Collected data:
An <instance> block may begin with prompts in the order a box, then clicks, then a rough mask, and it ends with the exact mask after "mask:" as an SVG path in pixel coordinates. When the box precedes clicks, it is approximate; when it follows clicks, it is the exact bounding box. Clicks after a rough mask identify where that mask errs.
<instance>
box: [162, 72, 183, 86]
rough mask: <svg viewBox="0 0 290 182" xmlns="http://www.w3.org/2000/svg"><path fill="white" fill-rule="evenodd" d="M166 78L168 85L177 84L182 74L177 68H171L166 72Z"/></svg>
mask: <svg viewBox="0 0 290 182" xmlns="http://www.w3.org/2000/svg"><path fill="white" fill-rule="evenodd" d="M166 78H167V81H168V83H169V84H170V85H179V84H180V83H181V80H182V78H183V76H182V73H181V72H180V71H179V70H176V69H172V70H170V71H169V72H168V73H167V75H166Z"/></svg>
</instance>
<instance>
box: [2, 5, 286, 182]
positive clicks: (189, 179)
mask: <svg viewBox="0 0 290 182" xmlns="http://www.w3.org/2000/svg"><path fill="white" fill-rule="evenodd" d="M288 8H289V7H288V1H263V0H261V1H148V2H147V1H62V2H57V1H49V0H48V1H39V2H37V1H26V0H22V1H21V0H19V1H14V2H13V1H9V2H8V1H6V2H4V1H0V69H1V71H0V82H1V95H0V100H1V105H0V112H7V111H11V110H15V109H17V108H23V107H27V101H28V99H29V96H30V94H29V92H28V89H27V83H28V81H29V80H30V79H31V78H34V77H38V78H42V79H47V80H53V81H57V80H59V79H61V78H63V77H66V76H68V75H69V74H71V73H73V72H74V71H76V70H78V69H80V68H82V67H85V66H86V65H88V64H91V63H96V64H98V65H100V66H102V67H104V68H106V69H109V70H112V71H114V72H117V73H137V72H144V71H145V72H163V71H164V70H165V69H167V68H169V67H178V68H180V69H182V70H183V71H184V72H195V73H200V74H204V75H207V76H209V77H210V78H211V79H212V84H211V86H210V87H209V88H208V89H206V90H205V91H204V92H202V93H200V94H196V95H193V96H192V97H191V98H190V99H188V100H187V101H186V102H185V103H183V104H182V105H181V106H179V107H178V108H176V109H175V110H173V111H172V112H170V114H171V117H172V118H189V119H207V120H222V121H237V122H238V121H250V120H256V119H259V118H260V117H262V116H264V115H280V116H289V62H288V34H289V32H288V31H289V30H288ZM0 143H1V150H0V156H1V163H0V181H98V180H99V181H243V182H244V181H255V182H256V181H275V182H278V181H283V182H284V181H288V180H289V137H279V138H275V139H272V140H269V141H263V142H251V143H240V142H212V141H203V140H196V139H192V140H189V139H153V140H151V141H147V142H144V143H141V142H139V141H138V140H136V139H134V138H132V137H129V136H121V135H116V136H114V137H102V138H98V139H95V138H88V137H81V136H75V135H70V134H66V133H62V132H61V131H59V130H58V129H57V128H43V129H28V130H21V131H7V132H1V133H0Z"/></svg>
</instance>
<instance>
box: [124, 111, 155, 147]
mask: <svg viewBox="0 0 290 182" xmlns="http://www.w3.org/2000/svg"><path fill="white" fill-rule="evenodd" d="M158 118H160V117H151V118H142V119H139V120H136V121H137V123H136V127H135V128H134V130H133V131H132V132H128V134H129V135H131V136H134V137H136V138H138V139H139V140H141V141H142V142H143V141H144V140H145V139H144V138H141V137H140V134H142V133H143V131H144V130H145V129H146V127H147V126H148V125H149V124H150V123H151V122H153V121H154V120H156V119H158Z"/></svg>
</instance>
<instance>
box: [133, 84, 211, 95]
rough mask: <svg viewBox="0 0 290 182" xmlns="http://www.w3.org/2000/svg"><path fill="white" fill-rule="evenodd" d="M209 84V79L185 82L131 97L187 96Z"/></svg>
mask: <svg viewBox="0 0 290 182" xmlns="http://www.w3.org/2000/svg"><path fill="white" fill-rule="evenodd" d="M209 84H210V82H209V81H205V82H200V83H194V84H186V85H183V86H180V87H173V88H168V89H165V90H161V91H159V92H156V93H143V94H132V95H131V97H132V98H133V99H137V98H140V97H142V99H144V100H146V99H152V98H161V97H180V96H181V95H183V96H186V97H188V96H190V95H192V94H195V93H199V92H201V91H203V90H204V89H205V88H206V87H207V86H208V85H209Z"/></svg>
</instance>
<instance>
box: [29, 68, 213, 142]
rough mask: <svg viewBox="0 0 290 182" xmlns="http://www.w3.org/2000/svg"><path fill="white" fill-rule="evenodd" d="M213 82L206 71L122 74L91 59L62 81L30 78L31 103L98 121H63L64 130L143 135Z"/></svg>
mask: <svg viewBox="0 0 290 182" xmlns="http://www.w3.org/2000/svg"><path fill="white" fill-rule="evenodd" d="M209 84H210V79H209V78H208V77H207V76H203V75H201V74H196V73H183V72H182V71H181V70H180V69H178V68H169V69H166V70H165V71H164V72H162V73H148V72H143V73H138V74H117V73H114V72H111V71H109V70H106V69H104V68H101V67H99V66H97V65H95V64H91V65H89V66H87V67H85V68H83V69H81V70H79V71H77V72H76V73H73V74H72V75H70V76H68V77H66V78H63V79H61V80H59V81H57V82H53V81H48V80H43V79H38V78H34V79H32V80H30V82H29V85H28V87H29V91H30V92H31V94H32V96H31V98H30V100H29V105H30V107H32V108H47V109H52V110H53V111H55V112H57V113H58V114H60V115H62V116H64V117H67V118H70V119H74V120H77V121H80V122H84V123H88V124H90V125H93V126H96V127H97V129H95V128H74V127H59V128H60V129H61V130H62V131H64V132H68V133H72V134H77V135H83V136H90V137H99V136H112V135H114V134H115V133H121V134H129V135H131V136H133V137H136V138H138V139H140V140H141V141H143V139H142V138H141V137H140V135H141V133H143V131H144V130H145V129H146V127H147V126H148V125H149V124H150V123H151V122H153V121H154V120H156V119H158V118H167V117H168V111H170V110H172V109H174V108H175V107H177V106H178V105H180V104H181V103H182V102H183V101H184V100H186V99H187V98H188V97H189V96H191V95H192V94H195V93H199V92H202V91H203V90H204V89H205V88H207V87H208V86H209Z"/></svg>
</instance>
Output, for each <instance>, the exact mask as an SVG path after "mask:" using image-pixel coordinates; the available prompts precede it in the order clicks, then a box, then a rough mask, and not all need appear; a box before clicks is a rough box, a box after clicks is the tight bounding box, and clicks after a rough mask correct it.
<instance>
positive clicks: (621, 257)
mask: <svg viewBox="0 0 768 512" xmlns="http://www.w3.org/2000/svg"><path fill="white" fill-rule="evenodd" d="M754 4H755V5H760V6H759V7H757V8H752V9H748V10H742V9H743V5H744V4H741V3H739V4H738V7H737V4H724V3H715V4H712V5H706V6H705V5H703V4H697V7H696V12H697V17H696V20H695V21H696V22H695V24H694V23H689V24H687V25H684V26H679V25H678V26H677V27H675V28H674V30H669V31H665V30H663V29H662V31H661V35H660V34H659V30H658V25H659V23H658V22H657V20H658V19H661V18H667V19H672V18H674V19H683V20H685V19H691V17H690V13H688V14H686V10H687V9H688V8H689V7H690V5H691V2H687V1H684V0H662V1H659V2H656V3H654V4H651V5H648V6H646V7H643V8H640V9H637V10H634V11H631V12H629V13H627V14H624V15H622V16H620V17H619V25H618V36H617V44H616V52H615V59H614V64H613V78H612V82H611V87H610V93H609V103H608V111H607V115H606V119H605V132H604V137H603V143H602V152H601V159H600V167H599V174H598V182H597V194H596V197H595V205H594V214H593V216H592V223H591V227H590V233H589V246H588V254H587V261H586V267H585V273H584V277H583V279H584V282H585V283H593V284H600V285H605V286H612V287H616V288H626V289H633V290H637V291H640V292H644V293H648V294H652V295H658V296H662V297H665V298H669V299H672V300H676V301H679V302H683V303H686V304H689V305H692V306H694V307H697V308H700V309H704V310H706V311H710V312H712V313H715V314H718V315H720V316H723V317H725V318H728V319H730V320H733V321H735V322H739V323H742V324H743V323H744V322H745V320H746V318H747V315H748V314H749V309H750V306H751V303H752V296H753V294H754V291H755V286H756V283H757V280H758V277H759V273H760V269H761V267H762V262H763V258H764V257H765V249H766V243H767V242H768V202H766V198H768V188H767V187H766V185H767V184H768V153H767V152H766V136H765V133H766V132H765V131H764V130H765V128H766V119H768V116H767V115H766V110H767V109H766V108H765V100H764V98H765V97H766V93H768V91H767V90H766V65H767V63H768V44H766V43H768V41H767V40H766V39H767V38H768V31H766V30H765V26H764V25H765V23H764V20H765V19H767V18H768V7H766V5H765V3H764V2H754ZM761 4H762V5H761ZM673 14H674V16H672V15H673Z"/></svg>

WHAT THE TASK ASKS: Please give back only the lines between the first line of the entries and the line with "box: [2, 5, 286, 182]", both ends included, word for word.

EXERCISE ANSWER:
An <instance> block may begin with prompts in the order a box, then clicks, then a rough mask, and it ends with the exact mask after "mask:" as an SVG path in pixel coordinates. When the box precedes clicks, it is approximate; when it follows clicks, it is the exact bounding box. Clicks after a rough mask identify where that mask errs.
<instance>
box: [162, 72, 183, 86]
rough mask: <svg viewBox="0 0 290 182" xmlns="http://www.w3.org/2000/svg"><path fill="white" fill-rule="evenodd" d="M166 78L168 85L177 84L182 74L177 68H171L166 72Z"/></svg>
mask: <svg viewBox="0 0 290 182" xmlns="http://www.w3.org/2000/svg"><path fill="white" fill-rule="evenodd" d="M166 78H167V81H168V83H169V84H170V85H179V84H180V83H181V80H182V78H183V76H182V73H181V72H180V71H179V70H176V69H172V70H170V71H169V72H168V73H167V75H166Z"/></svg>
</instance>
<instance>
box: [2, 5, 286, 182]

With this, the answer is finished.